■ Stated goal ■
Write the next part of the forum thread about the tab on the backsaw, continuing after the last line shown.

■ Page ■

# Backsaw with strange tab at rear end of cutting edge



## Smile_n_Nod (Jan 20, 2011)

I came across a Keen Kutter backsaw with a steel spine that is about 12 inches long. The teeth stop about 1/4" before the back end of the saw blade (nearest the handle) where a small rectangular tab, about 1/4" square, sticks down below the teeth (like a rudder on a boat). What is this tab for? It would definitely stop the saw being pushed completely through a cut-but why?

(Update: see a crude sketch below.)

Also, when shopping for used backsaws, what should I look for? I know how to spot a good user plane, but I don't know how to tell if the condition of a used backsaw is good enough to put it to work.


----------



## chrisstef (Mar 3, 2010)

Im real sure about exactly what its for, but on Disston handsaws they have a little "nib" opposite the cutting edge, not behind the edge though. No one seems to have the real answer as to what its for but its been speculated that you could hang it from your tool belt off a string or it could have been used to start a cut by drawing the nib over your mark.

Ive got an old Disston back saw thats still straight and sharp after about 25 years of sitting in my grandfathers basement. Id look for those, they should be fairly easy to find at tag sales and flea markets.

As far as a good hand plane keep youre eye out for stanley bailey's, pre-war is considered to have better materials. If you cant find any baileys look for a plane where the frog is not machined with the sole of the plane as one piece, youd like them to be seperate. Other than that find one that looks like its in good shape take it apart, clean it, sharpen and tune it. I know doing that helped me understand how and why they work.

Good luck.


----------



## docholladay (Jan 9, 2010)

■ Entries ■
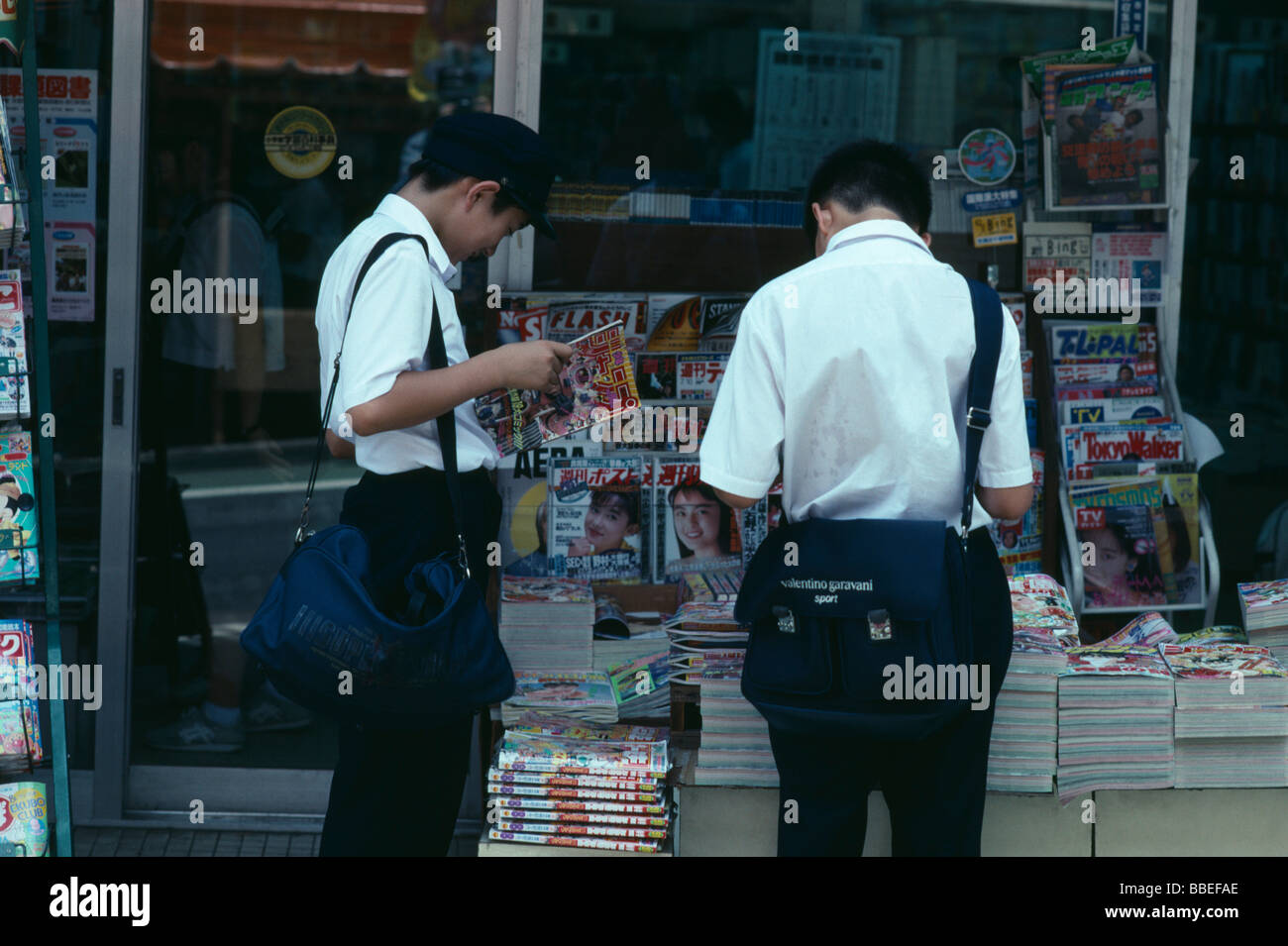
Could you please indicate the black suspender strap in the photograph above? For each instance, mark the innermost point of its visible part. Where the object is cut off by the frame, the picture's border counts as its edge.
(987, 308)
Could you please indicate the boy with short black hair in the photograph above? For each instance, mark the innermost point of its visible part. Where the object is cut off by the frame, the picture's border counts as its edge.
(849, 374)
(482, 177)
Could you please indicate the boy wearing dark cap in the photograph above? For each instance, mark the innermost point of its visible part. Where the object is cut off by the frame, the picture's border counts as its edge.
(482, 177)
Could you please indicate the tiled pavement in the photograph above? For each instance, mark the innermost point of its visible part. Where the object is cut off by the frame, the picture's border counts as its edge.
(166, 842)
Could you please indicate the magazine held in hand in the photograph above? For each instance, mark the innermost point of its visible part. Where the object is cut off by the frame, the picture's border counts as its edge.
(596, 385)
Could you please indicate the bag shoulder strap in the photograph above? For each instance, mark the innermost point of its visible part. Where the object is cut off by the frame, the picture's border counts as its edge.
(987, 308)
(376, 252)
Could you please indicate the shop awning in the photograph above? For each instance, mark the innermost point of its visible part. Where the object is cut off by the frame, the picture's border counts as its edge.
(317, 37)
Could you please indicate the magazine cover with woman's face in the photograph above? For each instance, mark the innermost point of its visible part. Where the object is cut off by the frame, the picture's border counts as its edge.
(697, 530)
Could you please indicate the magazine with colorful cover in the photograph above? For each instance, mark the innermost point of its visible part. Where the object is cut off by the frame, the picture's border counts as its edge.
(562, 691)
(1102, 391)
(696, 530)
(14, 387)
(18, 524)
(1177, 534)
(1116, 661)
(580, 793)
(1120, 558)
(596, 517)
(20, 714)
(1107, 146)
(698, 374)
(561, 781)
(639, 679)
(1218, 633)
(1103, 340)
(596, 385)
(655, 374)
(518, 319)
(675, 322)
(571, 319)
(1220, 661)
(1112, 443)
(1113, 409)
(1146, 491)
(505, 812)
(563, 804)
(1039, 601)
(661, 426)
(520, 478)
(590, 829)
(720, 317)
(1146, 630)
(1125, 373)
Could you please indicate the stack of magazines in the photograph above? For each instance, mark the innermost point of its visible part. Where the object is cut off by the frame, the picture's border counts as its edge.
(546, 624)
(1116, 721)
(1021, 756)
(20, 721)
(1021, 752)
(584, 696)
(581, 787)
(1232, 716)
(1265, 614)
(707, 649)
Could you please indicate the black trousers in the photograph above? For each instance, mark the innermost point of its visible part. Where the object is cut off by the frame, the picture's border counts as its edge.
(397, 793)
(934, 787)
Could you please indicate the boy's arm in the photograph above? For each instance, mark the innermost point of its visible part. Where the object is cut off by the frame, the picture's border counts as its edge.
(739, 450)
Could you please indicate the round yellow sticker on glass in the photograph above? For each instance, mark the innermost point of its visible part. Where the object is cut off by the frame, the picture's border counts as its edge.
(299, 142)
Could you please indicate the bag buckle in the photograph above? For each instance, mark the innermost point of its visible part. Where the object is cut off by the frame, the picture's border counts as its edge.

■ Written reply ■
I would have to see pictures of your saw to make a guess as to what that is that you mention. I can't think of a good reason for something like that unless maybe the saw was specially made for purpose of cutting the edges of stopped dados and the tab prevented cutting too far. Otherwise, I have not idea. As for what to look for in used back saws, the first things are straight back and blade. It is always a plus when the handle is in good condition, but it isn't too difficult to make a new handle when needed. You can download templates for making your own handles from the www.wenzloffandsons.com website. Ideally, you try to find a saw that is sharp, but it also is not that difficult to learn to sharpen them, or you can always have someone sharpen them for you. Depending on the size and purpose of the saw, I have some other preferences. For a Rip tenon saw, I prefer a longer (18") saw with a heavy blade and back such as the old Disston's with a steel back. For dovetail and precision cutting, I prefer a smaller (10" or under) with a thin blade that doesn't make much of a kerf. I also have some middle sized (12"-14") that in both rip and crosscut and these are kind of in between. Still, I prefer one a little on the heavy side. That way the saw does the work. It isn't necessary to put much force into the cut. One final type of saw is the big crosscut filed miter box saws. Mine is a massive 28" Millers Falls Langdon made by Disston. I like longer and heavier saws for this for the same reason. All you have to do is move the saw back and forth. I really have no preference for steel or brass backs. Generally, the American manufacturers tended to make saws with steel backs and the english saw makers made them with brass backs, but there are exceptions to this. As for tooth count, most of these types of saws with 12-15 tpi. At this fine of tooth count, generally any saw can still perform pretty well when filed rip, but for crosscutting, you may use a little less set to the teeth and you may not file as much rake into the teeth.

Doc


----------



## Smile_n_Nod (Jan 20, 2011)

Here's a crude drawing of the saw, showing the tab (slightly exaggerated):










The original is a backsaw: I forgot to draw that feature.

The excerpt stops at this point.